Excerpted passage >>
# intel 830M video issues

## eastshores

I have a pavilion N5445 which uses the intel 830M video hardware, and although the kernel has support for the chipset and I am able to achieve 1024x768@truecolor in X, when I first startx the video looks corrupt for about 2 seconds and then changes into the first X screen (with the small pattern). My real problem is that after exiting my X session, the video is lost and my screen becomes a large scrolling white mess that I cannot recover unless I startx again. Does anyone have any ideas on how I can keep this from happening? I think part of the problem may be a mismatch between my console mode and the mode X uses.. but I have not been able to get the vidmode for 1024x768 to work yet   :Sad:   (any suggestions welcome)  Thanks!

----------

## kcsduke

Hi,

You may find this recent thread useful:

https://forums.gentoo.org/viewtopic.php?t=26733&highlight=

I have an 830M in my laptop too (pavilion n5495).  I found that after updating my bios, my screen-blanking problem was fixed, though I still cannot use the full 1400x1050 resolution of my screen (stuck at 1280x1024).  If you haven't updated your bios recently, I'd recommend heading over to hp.com and doing that:  http://h20004.www2.hp.com/soar_rnotes/bsdmatrix/matrix65149en_US.html

Incidently, your laptop uses the same bios as mine.

Additionally, some of the screen blanking problems are being addressed in xfree86 4.3 and have already been implemented in 4.2.99 if you'd like to try out the CVS builds.  Again, I'd recommend taking a look at that thread above.  Good luck!

----------

## eastshores

kcsduke,  I went to the link you provided, and flashed my BIOS and that fixed the issue I was having with the video display! Thank you very much for the assistance. As a side effect, it also increased the display area of my console, although I haven't managed to get 1024x768 as a mode yet. Thanks again

----------

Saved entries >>
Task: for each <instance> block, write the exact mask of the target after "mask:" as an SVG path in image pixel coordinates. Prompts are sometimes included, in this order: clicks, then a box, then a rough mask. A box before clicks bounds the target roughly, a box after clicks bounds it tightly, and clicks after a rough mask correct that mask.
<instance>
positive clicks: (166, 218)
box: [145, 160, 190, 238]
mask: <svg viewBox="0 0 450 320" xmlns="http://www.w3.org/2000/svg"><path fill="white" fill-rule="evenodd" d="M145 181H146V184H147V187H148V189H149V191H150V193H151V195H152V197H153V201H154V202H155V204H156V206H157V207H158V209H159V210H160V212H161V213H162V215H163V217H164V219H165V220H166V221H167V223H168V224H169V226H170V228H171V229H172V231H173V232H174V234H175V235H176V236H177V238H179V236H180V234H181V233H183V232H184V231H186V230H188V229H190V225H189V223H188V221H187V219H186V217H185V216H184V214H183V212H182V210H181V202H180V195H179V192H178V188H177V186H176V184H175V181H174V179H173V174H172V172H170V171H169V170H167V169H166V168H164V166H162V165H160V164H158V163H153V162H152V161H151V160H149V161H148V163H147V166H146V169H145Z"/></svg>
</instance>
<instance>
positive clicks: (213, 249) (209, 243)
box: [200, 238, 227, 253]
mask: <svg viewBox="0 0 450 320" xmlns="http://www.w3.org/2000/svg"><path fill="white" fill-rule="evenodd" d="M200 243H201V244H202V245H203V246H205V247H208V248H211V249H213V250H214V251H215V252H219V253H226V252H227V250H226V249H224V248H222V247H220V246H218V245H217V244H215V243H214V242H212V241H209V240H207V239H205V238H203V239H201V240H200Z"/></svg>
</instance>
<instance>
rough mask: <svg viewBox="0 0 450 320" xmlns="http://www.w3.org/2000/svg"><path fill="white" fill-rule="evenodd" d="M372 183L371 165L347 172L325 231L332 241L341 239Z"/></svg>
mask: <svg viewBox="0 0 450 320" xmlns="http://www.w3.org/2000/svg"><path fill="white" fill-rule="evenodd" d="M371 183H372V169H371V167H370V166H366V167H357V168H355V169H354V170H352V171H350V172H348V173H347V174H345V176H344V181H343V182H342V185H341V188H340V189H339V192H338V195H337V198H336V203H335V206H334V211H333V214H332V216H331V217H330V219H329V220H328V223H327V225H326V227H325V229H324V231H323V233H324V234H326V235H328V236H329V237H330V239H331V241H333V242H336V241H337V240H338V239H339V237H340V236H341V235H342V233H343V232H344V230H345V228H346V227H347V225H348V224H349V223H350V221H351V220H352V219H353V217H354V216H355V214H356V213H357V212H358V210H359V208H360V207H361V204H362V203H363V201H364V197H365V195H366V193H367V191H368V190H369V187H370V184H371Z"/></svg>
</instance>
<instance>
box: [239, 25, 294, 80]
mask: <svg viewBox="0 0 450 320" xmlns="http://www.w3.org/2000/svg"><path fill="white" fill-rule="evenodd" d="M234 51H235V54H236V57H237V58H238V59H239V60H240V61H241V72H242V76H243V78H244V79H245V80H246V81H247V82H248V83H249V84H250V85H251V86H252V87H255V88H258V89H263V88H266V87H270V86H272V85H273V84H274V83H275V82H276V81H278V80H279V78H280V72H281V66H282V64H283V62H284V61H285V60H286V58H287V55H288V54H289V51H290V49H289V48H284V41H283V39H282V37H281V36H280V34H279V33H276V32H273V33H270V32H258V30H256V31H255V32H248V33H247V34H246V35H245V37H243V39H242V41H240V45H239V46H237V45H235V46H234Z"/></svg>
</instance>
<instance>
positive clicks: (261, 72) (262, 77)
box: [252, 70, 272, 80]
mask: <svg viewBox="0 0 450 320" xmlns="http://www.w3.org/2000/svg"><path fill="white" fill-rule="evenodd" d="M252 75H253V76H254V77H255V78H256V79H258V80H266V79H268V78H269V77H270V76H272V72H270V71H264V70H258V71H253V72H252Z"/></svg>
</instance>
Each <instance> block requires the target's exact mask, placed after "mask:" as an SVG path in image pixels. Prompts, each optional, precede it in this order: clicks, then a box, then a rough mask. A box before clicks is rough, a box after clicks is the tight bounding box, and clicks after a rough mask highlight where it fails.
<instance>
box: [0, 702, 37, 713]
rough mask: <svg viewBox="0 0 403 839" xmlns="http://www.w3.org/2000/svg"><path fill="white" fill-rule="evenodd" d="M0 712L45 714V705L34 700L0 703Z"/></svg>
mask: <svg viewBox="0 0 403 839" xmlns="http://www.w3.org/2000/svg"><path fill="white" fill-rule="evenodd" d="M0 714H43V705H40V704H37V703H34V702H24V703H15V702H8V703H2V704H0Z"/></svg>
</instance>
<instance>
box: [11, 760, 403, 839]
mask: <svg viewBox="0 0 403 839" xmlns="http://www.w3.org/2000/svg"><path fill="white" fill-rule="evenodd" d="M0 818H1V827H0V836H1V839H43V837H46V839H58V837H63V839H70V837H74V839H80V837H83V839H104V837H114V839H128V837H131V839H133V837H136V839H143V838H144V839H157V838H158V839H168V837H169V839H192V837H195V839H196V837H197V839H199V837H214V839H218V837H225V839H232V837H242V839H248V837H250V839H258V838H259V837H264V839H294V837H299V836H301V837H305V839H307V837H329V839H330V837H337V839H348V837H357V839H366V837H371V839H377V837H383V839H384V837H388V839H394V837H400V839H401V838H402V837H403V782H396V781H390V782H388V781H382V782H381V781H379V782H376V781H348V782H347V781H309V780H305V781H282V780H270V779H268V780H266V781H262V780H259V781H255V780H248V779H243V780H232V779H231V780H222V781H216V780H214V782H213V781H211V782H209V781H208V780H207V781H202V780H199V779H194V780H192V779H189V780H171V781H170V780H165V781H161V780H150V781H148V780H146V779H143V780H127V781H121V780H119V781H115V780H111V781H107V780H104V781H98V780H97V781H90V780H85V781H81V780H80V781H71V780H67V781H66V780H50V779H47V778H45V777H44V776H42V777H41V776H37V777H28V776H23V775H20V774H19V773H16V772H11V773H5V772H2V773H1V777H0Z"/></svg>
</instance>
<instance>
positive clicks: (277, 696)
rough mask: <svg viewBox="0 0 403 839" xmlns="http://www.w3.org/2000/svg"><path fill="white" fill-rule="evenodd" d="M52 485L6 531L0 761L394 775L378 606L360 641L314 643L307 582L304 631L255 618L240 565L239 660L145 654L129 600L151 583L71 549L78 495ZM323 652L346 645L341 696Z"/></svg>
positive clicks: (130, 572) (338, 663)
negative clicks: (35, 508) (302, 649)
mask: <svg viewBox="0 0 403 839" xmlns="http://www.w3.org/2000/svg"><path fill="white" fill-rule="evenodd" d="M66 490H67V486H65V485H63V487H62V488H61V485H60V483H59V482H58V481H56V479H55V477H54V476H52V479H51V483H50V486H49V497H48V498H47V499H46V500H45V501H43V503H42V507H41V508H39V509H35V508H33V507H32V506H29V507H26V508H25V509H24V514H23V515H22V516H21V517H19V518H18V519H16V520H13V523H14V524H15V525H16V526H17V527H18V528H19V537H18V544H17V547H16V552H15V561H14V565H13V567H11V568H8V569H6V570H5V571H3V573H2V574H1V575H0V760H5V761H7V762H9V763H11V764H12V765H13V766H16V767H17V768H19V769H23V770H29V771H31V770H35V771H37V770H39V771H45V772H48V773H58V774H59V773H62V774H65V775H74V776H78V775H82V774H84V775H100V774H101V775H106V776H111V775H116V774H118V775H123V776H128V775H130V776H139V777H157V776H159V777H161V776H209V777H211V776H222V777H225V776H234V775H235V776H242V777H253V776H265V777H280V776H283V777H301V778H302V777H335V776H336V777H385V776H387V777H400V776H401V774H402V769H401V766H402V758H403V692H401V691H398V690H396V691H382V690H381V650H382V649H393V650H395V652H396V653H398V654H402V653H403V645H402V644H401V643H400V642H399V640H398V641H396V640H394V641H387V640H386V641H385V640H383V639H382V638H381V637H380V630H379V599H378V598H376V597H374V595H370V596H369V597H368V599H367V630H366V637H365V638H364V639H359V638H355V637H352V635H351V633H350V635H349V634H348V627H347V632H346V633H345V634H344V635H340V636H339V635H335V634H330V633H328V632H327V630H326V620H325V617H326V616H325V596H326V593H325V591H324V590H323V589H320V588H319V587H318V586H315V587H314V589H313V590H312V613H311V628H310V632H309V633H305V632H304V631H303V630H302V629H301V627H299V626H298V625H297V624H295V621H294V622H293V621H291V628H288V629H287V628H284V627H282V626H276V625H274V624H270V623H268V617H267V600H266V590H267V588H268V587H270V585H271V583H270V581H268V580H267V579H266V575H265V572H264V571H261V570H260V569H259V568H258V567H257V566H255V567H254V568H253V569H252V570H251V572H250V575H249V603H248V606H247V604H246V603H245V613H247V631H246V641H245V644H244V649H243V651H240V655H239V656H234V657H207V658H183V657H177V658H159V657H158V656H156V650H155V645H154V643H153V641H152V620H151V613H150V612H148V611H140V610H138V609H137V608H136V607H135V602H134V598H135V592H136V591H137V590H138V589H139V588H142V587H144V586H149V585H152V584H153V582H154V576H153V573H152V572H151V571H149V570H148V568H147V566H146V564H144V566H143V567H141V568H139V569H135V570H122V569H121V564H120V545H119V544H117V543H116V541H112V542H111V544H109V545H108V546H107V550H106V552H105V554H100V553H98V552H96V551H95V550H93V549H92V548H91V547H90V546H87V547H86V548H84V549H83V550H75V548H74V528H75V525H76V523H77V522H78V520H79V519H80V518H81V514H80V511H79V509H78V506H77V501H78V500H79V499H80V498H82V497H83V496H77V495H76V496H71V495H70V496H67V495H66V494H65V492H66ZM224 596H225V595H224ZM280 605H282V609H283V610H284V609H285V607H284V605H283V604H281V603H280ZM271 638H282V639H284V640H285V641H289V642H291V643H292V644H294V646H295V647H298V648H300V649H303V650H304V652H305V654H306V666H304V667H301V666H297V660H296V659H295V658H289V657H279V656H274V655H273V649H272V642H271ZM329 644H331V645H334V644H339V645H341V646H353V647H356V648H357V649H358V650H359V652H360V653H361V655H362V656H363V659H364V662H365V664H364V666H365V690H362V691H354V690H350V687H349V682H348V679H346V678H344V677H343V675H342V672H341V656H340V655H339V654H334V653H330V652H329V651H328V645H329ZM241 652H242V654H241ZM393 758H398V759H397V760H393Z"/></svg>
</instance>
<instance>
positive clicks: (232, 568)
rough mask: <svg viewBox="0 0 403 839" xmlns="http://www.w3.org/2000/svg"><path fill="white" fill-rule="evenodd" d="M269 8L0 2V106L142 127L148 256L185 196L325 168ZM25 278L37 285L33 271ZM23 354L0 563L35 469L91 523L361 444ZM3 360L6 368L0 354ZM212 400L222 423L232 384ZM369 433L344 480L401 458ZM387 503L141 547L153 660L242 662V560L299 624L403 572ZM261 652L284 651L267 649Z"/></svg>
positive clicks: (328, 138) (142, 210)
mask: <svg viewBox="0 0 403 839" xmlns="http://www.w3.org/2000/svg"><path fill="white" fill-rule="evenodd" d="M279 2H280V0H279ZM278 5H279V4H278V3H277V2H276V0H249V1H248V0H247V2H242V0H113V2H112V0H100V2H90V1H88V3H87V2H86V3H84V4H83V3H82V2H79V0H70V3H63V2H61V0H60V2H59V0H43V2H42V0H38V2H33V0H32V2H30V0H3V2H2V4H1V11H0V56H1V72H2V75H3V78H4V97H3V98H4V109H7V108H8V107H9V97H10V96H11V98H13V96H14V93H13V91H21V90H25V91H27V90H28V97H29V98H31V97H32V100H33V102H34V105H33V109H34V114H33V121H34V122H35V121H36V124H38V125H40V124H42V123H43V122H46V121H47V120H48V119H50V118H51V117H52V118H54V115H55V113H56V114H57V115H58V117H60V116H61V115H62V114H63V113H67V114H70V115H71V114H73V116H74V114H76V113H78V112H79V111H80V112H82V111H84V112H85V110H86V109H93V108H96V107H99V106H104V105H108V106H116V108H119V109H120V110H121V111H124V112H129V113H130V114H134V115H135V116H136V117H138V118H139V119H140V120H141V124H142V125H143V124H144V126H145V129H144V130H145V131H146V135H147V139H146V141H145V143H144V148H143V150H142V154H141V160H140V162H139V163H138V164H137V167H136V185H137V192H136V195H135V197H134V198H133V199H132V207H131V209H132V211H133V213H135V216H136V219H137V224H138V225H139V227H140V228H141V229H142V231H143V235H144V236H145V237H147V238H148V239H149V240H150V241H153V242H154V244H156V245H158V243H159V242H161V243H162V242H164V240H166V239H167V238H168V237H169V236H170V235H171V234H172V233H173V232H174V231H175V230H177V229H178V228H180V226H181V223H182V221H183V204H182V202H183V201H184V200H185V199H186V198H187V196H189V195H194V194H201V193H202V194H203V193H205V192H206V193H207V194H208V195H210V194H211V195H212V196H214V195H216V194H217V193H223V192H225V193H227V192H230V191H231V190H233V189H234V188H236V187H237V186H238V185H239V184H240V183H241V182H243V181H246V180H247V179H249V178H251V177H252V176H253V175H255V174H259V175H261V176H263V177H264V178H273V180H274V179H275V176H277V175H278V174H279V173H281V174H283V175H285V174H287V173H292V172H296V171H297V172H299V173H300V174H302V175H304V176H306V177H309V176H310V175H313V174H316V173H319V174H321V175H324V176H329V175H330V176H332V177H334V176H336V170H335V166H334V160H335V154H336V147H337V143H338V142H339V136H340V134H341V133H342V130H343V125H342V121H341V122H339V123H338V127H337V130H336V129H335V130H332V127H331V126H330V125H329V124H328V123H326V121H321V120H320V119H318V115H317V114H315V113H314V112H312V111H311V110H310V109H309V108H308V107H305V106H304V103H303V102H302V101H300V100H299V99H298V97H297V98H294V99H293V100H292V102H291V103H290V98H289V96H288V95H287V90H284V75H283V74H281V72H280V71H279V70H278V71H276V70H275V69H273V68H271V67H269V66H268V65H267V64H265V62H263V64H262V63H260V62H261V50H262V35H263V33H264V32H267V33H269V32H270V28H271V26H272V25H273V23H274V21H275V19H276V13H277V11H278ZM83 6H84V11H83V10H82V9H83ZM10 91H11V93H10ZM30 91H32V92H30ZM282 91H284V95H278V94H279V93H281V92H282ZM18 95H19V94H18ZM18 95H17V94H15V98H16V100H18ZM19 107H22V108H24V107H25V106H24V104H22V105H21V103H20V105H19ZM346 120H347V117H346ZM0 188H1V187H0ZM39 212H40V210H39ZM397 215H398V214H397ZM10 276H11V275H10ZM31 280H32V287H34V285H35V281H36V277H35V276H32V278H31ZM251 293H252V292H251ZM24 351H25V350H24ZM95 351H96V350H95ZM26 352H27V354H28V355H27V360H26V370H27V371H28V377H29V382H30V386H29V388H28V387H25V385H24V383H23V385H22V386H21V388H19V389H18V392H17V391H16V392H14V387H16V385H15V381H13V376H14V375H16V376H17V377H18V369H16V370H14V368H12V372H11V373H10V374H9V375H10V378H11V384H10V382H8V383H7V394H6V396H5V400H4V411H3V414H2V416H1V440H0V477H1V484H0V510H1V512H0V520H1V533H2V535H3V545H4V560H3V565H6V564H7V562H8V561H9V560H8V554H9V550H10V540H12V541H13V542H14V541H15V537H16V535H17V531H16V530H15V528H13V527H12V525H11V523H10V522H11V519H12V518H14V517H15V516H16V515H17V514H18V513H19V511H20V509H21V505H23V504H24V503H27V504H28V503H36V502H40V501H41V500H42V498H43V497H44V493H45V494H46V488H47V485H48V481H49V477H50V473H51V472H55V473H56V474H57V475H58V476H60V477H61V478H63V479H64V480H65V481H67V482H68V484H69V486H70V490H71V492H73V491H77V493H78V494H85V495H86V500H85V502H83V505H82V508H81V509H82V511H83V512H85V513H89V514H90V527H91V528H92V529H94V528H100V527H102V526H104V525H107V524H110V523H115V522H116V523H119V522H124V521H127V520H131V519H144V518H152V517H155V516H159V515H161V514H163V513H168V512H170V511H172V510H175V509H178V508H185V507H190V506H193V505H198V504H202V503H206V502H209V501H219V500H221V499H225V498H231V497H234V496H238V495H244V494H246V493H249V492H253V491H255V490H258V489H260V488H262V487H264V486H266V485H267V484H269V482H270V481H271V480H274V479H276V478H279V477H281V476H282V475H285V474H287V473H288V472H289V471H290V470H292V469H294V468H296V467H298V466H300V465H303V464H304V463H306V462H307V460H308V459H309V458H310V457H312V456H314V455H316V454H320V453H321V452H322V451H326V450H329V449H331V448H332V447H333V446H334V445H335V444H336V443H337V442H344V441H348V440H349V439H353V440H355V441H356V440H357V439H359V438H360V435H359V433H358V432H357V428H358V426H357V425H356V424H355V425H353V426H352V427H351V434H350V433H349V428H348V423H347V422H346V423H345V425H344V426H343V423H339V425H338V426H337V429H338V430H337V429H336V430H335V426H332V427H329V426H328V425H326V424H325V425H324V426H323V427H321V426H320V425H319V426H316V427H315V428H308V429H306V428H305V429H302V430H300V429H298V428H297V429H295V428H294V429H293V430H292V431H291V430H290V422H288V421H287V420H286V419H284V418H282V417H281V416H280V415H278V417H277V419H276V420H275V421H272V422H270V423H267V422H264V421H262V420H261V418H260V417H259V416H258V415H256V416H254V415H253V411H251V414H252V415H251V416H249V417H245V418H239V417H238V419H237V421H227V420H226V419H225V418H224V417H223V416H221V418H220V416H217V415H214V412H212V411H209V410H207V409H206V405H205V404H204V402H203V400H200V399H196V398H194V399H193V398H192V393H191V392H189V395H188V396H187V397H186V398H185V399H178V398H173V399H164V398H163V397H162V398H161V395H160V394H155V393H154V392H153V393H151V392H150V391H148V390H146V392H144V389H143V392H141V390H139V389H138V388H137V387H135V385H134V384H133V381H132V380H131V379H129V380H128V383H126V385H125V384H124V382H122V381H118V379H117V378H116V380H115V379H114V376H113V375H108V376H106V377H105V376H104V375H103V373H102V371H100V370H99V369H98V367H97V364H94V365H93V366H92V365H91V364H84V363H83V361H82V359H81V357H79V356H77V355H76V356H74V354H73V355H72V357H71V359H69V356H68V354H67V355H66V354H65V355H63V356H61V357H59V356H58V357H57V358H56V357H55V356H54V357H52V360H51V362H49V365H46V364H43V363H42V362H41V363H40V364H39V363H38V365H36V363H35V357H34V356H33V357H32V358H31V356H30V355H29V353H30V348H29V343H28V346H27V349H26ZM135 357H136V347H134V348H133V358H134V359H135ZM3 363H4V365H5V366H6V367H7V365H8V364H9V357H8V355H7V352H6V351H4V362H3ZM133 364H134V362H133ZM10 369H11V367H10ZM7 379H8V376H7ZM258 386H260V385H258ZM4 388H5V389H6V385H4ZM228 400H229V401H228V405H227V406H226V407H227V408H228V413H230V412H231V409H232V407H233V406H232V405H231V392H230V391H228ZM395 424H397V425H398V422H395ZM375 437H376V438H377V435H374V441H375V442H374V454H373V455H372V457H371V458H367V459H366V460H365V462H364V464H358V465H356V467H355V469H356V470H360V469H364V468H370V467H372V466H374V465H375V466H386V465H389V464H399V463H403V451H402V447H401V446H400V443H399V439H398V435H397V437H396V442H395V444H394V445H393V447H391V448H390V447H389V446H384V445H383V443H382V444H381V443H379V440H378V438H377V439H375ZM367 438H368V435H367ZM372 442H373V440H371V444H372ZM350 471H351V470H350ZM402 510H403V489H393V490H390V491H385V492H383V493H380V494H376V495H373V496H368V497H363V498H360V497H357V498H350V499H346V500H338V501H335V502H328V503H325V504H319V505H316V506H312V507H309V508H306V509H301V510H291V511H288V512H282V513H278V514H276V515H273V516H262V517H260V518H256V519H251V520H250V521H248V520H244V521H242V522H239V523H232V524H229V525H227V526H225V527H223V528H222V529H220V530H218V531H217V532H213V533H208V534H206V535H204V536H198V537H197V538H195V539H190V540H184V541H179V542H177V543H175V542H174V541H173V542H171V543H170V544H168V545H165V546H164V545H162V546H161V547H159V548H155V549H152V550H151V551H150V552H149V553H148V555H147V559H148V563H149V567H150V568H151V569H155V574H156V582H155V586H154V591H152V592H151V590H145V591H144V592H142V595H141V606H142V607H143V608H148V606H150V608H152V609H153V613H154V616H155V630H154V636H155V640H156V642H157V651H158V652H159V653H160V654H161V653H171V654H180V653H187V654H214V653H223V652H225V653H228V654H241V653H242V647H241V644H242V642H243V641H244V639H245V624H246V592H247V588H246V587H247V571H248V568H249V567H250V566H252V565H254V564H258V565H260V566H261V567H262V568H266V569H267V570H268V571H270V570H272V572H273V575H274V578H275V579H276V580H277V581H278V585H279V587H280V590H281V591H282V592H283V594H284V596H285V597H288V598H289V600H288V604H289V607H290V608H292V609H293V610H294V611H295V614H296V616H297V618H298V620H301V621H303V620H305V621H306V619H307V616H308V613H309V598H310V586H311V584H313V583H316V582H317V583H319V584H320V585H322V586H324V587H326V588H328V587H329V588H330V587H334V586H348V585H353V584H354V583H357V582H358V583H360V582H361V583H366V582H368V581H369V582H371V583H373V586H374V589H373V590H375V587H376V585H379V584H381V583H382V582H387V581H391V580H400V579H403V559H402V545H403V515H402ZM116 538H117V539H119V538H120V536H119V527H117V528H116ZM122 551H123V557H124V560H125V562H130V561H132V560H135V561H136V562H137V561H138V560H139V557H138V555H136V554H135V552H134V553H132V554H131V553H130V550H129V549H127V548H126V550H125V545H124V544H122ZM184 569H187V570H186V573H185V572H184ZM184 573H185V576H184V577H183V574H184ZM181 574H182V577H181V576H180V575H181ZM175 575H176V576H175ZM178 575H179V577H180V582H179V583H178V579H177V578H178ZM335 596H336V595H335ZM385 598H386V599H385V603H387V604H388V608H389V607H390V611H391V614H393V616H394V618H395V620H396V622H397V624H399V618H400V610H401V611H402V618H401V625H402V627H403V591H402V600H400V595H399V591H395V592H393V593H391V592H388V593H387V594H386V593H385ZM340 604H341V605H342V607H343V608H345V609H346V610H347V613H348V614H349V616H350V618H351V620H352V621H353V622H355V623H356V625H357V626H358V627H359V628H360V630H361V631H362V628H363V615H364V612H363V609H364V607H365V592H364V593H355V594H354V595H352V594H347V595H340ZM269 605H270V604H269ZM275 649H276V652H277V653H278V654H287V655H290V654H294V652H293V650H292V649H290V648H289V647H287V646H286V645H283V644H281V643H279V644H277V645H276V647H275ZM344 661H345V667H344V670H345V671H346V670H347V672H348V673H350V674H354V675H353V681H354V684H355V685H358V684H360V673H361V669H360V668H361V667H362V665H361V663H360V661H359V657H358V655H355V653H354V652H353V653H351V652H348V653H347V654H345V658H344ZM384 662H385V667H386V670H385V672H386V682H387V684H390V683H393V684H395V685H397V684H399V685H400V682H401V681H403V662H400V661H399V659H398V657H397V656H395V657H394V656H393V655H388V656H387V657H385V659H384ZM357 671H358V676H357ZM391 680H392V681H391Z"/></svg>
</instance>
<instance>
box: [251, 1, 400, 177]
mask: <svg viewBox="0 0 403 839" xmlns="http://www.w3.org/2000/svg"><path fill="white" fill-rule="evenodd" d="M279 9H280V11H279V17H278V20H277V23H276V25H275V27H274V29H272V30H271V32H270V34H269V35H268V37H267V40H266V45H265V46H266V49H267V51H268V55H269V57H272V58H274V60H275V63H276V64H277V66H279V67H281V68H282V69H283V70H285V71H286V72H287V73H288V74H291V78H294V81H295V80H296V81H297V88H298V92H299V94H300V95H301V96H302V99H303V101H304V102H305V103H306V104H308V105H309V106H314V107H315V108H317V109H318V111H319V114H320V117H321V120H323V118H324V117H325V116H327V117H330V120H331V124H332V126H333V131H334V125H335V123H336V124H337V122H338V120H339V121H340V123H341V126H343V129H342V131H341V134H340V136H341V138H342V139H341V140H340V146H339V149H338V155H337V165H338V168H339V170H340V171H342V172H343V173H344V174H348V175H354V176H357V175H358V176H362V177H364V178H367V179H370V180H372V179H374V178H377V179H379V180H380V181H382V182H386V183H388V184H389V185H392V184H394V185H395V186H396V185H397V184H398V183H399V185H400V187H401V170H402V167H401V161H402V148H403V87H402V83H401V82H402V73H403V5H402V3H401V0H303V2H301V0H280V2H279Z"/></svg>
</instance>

Parts of the exercise >>
1. Decide whether each statement agrees with the Intel 830M thread. Answer yes or no for each, and quote the words from the thread that settle it.
(a) Flashing the BIOS fixed the video display problem of the person who started the thread.
(b) After updating the BIOS, kcsduke can use the full 1400x1050 resolution.
(c) After flashing the BIOS, the person who started the thread got 1024x768 working as a mode.
2. Rewrite the listing from its first line through the line holding "box: [145, 160, 190, 238]", inclusive. Replace "clicks" with "points" everywhere in those lines and keep everything else as it is.
The Intel 830M thread and the listing were taken from separate sources.

Solutions >>
1.
(a) Yes: "flashed my BIOS and that fixed the issue I was having with the video display!"
(b) No: "though I still cannot use the full 1400x1050 resolution of my screen (stuck at 1280x1024)"
(c) No: "although I haven't managed to get 1024x768 as a mode yet"

2.
Task: for each <instance> block, write the exact mask of the target after "mask:" as an SVG path in image pixel coordinates. Prompts are sometimes included, in this order: points, then a box, then a rough mask. A box before points bounds the target roughly, a box after points bounds it tightly, and points after a rough mask correct that mask.
<instance>
positive points: (166, 218)
box: [145, 160, 190, 238]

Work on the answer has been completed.